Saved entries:
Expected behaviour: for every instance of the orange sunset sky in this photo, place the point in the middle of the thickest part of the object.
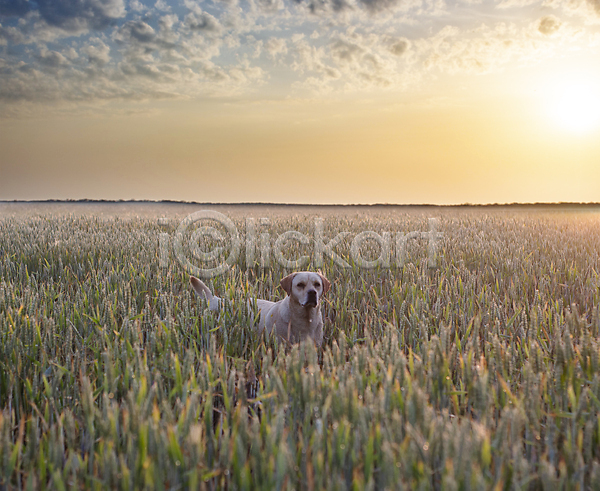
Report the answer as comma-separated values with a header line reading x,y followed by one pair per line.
x,y
300,101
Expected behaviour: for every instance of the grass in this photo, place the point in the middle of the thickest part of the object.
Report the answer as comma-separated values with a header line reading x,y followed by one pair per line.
x,y
483,373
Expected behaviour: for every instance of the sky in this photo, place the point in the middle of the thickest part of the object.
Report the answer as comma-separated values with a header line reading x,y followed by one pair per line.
x,y
300,101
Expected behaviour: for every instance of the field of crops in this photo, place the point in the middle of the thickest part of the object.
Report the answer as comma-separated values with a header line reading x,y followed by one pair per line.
x,y
479,371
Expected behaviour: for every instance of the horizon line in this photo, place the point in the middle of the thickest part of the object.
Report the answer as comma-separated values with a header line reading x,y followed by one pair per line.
x,y
265,203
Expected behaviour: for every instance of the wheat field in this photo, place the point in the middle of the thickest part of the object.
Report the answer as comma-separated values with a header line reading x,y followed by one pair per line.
x,y
481,371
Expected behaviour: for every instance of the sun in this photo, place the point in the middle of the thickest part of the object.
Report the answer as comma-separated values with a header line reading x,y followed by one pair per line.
x,y
575,106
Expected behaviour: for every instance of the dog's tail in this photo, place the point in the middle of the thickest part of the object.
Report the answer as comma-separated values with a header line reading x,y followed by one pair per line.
x,y
201,289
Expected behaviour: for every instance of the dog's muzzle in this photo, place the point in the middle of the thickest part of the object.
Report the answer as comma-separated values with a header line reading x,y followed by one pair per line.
x,y
311,299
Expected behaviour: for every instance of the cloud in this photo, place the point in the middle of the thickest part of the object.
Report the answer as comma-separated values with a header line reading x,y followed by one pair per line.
x,y
549,25
276,47
11,8
98,53
202,22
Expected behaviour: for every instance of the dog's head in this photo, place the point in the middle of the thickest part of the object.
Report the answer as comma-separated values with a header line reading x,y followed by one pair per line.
x,y
305,287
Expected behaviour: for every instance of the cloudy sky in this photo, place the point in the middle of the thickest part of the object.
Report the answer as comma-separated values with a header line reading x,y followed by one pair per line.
x,y
306,101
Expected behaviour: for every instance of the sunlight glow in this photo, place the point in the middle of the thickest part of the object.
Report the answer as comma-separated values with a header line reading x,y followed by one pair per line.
x,y
575,106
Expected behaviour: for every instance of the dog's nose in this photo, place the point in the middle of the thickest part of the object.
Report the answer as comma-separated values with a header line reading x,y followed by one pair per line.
x,y
311,298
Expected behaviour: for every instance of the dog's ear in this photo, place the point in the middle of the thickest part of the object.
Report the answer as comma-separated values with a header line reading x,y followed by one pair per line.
x,y
286,283
326,284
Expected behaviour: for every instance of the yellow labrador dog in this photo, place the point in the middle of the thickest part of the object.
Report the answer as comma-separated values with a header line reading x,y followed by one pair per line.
x,y
296,317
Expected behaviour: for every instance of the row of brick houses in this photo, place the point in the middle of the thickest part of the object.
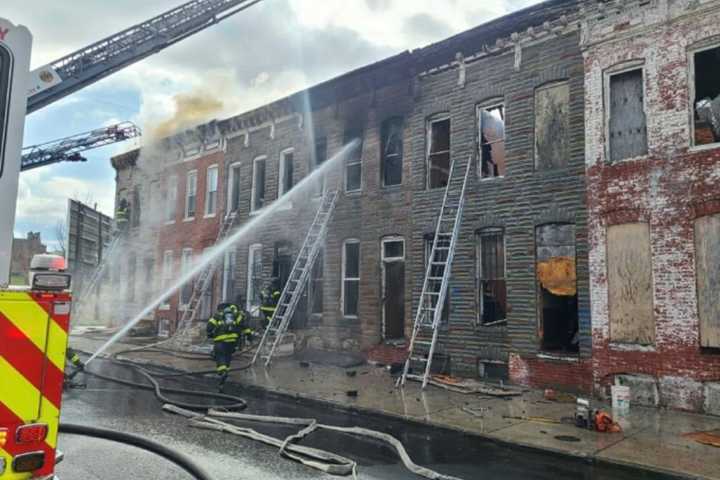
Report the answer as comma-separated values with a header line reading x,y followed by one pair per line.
x,y
589,246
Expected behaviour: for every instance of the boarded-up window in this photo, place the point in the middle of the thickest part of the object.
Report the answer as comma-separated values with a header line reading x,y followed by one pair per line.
x,y
627,126
552,126
630,284
491,132
707,261
438,162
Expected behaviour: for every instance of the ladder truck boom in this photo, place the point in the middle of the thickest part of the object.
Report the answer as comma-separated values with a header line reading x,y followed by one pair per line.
x,y
68,149
95,62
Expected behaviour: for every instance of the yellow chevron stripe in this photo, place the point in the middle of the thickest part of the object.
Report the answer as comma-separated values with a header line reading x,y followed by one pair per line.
x,y
20,396
31,319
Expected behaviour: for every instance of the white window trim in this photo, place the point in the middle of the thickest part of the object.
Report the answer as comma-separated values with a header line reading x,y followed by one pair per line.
x,y
252,251
488,105
207,189
344,278
190,174
233,169
440,117
253,190
624,67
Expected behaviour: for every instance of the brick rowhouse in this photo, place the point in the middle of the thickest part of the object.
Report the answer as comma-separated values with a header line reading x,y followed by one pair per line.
x,y
650,199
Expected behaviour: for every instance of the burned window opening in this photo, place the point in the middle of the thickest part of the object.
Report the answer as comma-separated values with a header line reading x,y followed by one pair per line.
x,y
491,285
438,161
491,132
707,96
391,144
557,287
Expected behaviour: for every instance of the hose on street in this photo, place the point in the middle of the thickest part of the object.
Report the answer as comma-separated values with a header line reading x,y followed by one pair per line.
x,y
173,456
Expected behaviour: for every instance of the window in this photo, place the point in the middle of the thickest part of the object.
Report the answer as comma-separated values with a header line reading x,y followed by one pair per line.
x,y
351,277
286,171
234,188
627,131
171,199
707,266
185,267
552,126
258,187
254,279
438,160
167,275
557,287
706,104
191,195
353,162
391,153
491,140
211,190
491,287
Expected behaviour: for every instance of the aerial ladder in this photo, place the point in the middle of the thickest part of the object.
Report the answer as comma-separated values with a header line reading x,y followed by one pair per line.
x,y
37,318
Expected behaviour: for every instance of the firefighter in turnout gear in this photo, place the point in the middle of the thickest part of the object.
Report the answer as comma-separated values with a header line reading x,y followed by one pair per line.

What the task asks:
Of the lines above, show those in which "ladder" appears.

Solution:
Expected behaviour: for every instance of the ladder truck boom in this photo, place the point in the middle of the thickest part of the object.
Expected behaviour: for every instance of the aerial ladder in this photo, place the point in the middle of the thickest part of the object.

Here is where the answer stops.